→ EXERCISE DIRECTIONS
Omit the images. Reproduce each line of the records exactly as it appears.

→ DATA SUPPLIED
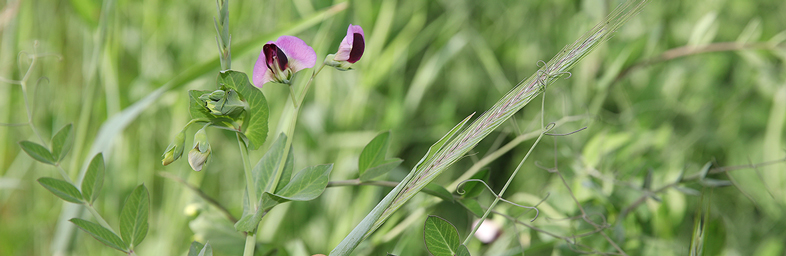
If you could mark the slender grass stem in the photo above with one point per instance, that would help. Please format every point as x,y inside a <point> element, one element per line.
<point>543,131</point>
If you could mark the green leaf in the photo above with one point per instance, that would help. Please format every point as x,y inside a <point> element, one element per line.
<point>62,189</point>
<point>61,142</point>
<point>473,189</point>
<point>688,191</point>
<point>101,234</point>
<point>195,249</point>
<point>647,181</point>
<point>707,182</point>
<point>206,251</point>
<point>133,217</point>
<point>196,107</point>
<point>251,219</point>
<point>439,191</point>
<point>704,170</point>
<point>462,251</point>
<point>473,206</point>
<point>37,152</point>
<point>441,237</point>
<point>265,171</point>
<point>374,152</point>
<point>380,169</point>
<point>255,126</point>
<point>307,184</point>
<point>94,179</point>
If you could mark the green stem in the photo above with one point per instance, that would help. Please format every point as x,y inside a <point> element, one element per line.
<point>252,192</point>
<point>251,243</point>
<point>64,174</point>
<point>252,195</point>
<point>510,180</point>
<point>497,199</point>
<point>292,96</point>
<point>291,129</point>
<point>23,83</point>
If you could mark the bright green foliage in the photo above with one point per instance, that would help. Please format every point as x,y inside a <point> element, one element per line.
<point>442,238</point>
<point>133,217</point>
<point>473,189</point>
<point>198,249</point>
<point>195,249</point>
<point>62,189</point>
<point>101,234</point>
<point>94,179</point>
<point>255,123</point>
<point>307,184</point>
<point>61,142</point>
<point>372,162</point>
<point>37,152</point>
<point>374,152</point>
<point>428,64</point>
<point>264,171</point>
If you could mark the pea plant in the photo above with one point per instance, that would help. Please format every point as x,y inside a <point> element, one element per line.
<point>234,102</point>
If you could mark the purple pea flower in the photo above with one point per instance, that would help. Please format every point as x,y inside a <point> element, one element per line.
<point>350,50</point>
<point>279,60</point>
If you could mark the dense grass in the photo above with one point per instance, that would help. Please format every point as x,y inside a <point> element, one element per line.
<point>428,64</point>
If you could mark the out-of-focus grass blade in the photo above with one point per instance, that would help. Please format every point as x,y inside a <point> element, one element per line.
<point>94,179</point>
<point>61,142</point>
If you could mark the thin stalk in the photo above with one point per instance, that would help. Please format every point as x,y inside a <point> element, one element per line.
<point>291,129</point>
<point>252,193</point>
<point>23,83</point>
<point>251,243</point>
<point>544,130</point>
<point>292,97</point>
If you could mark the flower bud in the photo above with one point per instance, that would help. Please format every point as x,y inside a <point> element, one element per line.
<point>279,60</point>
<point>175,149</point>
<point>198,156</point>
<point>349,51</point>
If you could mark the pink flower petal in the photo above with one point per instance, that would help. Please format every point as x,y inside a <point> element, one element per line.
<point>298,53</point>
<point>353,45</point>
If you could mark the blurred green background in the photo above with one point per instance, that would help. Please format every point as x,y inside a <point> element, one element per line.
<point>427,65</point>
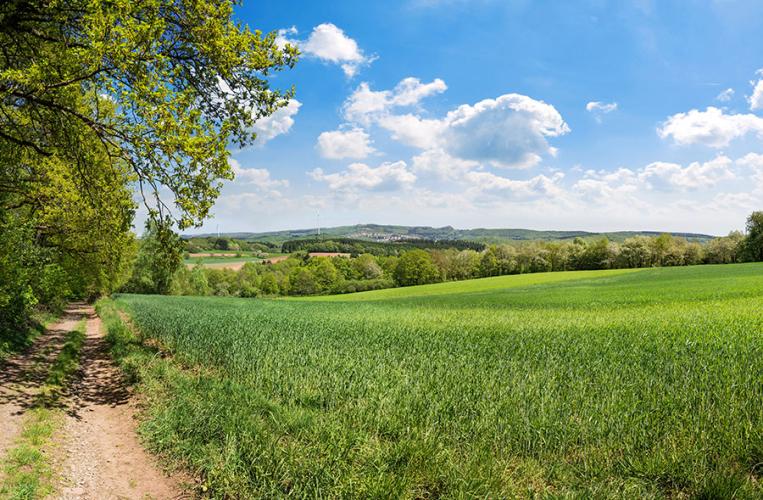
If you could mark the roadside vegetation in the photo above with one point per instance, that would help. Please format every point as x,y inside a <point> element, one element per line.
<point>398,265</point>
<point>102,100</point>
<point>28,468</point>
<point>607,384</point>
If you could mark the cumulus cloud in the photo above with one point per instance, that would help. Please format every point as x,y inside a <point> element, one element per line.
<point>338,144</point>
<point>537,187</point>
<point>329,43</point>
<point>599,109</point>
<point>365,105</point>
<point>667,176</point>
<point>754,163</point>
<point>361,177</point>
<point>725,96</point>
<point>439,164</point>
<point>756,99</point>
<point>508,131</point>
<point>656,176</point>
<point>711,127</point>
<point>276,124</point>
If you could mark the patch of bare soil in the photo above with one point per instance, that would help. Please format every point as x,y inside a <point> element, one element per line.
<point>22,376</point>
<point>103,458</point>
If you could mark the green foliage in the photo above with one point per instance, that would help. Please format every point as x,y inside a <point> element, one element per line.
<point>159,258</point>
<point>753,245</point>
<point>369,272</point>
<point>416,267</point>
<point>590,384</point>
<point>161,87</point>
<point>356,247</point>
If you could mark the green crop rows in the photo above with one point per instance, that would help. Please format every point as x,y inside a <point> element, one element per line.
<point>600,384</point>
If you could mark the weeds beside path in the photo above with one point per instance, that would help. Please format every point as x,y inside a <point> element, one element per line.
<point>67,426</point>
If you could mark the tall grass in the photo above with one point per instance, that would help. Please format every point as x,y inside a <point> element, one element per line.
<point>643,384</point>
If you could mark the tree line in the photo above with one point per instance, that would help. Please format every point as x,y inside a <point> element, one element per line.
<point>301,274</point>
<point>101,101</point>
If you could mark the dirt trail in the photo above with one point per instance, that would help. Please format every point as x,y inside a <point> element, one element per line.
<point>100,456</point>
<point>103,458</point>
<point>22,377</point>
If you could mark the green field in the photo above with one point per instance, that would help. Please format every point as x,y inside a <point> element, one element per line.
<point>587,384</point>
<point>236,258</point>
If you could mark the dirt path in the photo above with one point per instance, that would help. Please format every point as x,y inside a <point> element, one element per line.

→ SOLUTION TO THE EXERCISE
If you could mark the slender grass stem in the photo above with one point per instance, that would help. Please format every point as x,y inside a <point> element, one element per line.
<point>543,131</point>
If you could mark the green leaf in the photo above with one point per instance, that would help. Please format every point as x,y inside a <point> element, one element per line.
<point>62,189</point>
<point>61,142</point>
<point>473,189</point>
<point>688,191</point>
<point>101,234</point>
<point>195,249</point>
<point>647,181</point>
<point>707,182</point>
<point>206,251</point>
<point>133,217</point>
<point>196,107</point>
<point>251,219</point>
<point>439,191</point>
<point>704,170</point>
<point>462,251</point>
<point>473,206</point>
<point>37,152</point>
<point>441,237</point>
<point>265,171</point>
<point>374,152</point>
<point>380,169</point>
<point>255,126</point>
<point>307,184</point>
<point>94,179</point>
If you could mark the green stem in the photo above with one point per instance, that would help. Please format every point as x,y inside a <point> element, one element per line.
<point>252,192</point>
<point>251,243</point>
<point>64,174</point>
<point>252,195</point>
<point>510,180</point>
<point>497,199</point>
<point>292,96</point>
<point>291,129</point>
<point>23,83</point>
If you could mark the bright green foliage in the photo above with one point per instance, that would help. Please format every point as x,y inside a <point> element, one element per line.
<point>442,238</point>
<point>133,217</point>
<point>473,189</point>
<point>198,249</point>
<point>195,249</point>
<point>62,189</point>
<point>101,234</point>
<point>94,179</point>
<point>255,123</point>
<point>307,184</point>
<point>61,142</point>
<point>372,162</point>
<point>37,152</point>
<point>374,152</point>
<point>428,64</point>
<point>264,171</point>
If you could mark the pea plant in the photo above with one point per instance, that would help. Please format every point as x,y inside a <point> element, one element per line.
<point>234,102</point>
If you could mark the purple pea flower in the photo above with one point per instance, that would help. Please format every point as x,y inside a <point> element, one element per line.
<point>350,50</point>
<point>279,60</point>
If you could mark the dense grass in the photo above with one point per instance, that would help. Please format every point as x,y inside a <point> element, one element per line.
<point>428,64</point>
If you could mark the out-of-focus grass blade in the photo above with one point per instance, that would help. Please format every point as x,y inside a <point> element, one element per line.
<point>94,179</point>
<point>61,142</point>
If you could mark the thin stalk in the photo above with one point per instance, that would help. Please format every point as x,y inside a <point> element, one element per line.
<point>291,129</point>
<point>252,193</point>
<point>23,83</point>
<point>251,243</point>
<point>544,130</point>
<point>292,97</point>
If you could mark the flower bud in the photo above with one point per instance, that would help. Please format every point as x,y inside a <point> element, one element per line.
<point>279,60</point>
<point>175,149</point>
<point>198,156</point>
<point>349,51</point>
If you could mark the pink flower petal in the photo above with one point per instance, that would help. Please format every point as x,y inside a <point> element, one element per line.
<point>298,53</point>
<point>353,45</point>
If you could mark the blurred green background in the photo above with one point per instance, that would help. Please format every point as x,y inside a <point> element, one element per line.
<point>427,65</point>
If you could mark the roadside vegetation in the photo above with one point per instance, that would help. Please format every point as x,y inside a <point> element, one element per line.
<point>398,265</point>
<point>102,100</point>
<point>28,468</point>
<point>607,384</point>
If you could mark the cumulus cloud in the photo above with one point per instance, that would help. Please format every point as x,y inside a <point> element, one element per line.
<point>338,144</point>
<point>537,187</point>
<point>329,43</point>
<point>599,109</point>
<point>365,105</point>
<point>667,176</point>
<point>754,163</point>
<point>361,177</point>
<point>725,96</point>
<point>439,164</point>
<point>756,99</point>
<point>508,131</point>
<point>656,176</point>
<point>711,127</point>
<point>276,124</point>
If you could mark the patch of bare soil in the photo above with one point per instance, that would help. Please format every point as x,y inside a <point> element, one element per line.
<point>22,376</point>
<point>103,458</point>
If you could mark the green foliage in the photo above with one point per instance, that would help. Please format every point as x,y inside a <point> element, one element per line.
<point>159,258</point>
<point>753,245</point>
<point>369,272</point>
<point>416,267</point>
<point>590,384</point>
<point>161,87</point>
<point>356,247</point>
If you could mark the green crop rows in the photo above with one point per instance, that would help. Please format every point as x,y inside a <point> element, one element per line.
<point>600,384</point>
If you could mark the weeds beside path in the photo above with one point per instance, that would help. Please format every point as x,y inside a <point> element, one element per line.
<point>67,426</point>
If you could mark the tall grass in the photo above with one point per instance, that would help. Please format every point as x,y inside a <point> element, one element per line.
<point>643,384</point>
If you could mark the tree line in the photo above with one point per instance, that would help. Please format every point as x,y inside a <point> element, one element per line.
<point>301,274</point>
<point>101,101</point>
If you could mark the dirt trail in the photo above with one point per instance, that would help. Please format every point as x,y inside a <point> element, one element per line.
<point>100,456</point>
<point>103,458</point>
<point>22,377</point>
If you could mark the green field in the photo above with one point per instance, that would help. Please format every point as x,y inside a <point> element, one element per line.
<point>587,384</point>
<point>236,258</point>
If you could mark the dirt path in the photo above with one point per instance, that would help. Please format every point as x,y inside a <point> element, one element per line.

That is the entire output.